▸ To do: Write the next part of the One Rogue Reporter blog post, starting right after its last sentence.

══ Text block ══

Rich Peppiatt - One Rogue Reporter blog
Rich Peppiatt used to be a tabloid reporter, but then he saw the error of his ways and wrote a resignation letter that went viral. He's now been telling his story via his live show, 'One Rogue Reporter'. BCG saw it in Edinburgh and found it both eye opening and entertaining. Now, following sell-out runs at both the Fringe and London's Soho Theatre, 'One Rogue Reporter' is on the road. We asked Rich to tell us more about setting up the show and his experiences of performing it so far...
The question I hate being asked more than any other (except perhaps, 'Have you been injured at work in the last 5 years?') is: "So, are you a stand-up comedian now, then?"
Because despite the requisite elements being in place: a) standing on a stage b) alone c) trying to make people laugh d) getting (mostly) paid for my efforts, I'm not really part of that club. If anything I'm more like an off-peak member who just uses the gym. There's a distinction between being a touring comedian and touring a comedy show.

═══
══ Dataset section ══

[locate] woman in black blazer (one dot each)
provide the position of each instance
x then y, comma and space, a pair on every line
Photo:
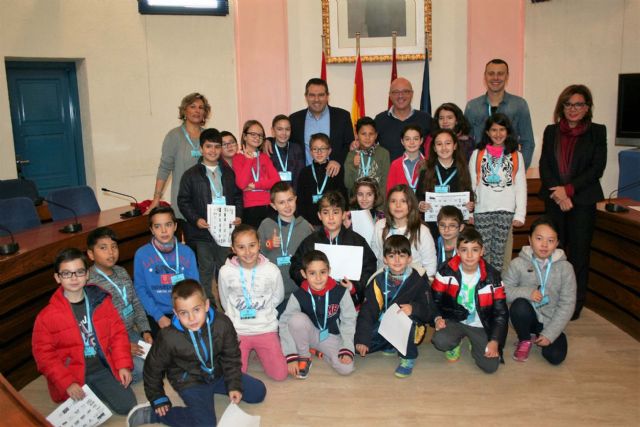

═══

▸ Written response:
For one, I rarely agree to do short sets of material because it removes the checks and balances I think my show needs. In isolation certain sections can make me appear a vengeful sociopath, whilst other parts a snivelling windbag. I want the audience to get the full picture, in all its snivelling sociopathic vengeful windbag glory.
The only time I've tried doing a short set not using material from my show was late one night at the Edinburgh Fringe, and just as I opened my mouth a punter clambered on stage, whipped out his dick, pissed in a plastic cup and kicked it over. Hard to stick to your set when that happens. Still, probably got more laughter than my actual jokes would have done.
My show One Rogue Reporter needs the story arc. I can't really justify throwing rocks at tabloid editors' windows for an hour if I haven't spent time smashing to smithereens any semblance of my own glass house first. Not pulling my punches only works if it's clear I'm swinging upwards. I'll spare us all a third violent imagery metaphor.
Some people who haven't seen One Rogue Reporter seem to think it's a 75 minute rant about my former life as a journalist at the Daily Star (although a friend recently introduced me as a former 'piss & wind word gimp', which I quite liked). In fact, the Daily Star only gets a cameo, mainly because it'd be a bit like shooting fish in a barrel. Dammit, there's that third violent imagery metaphor.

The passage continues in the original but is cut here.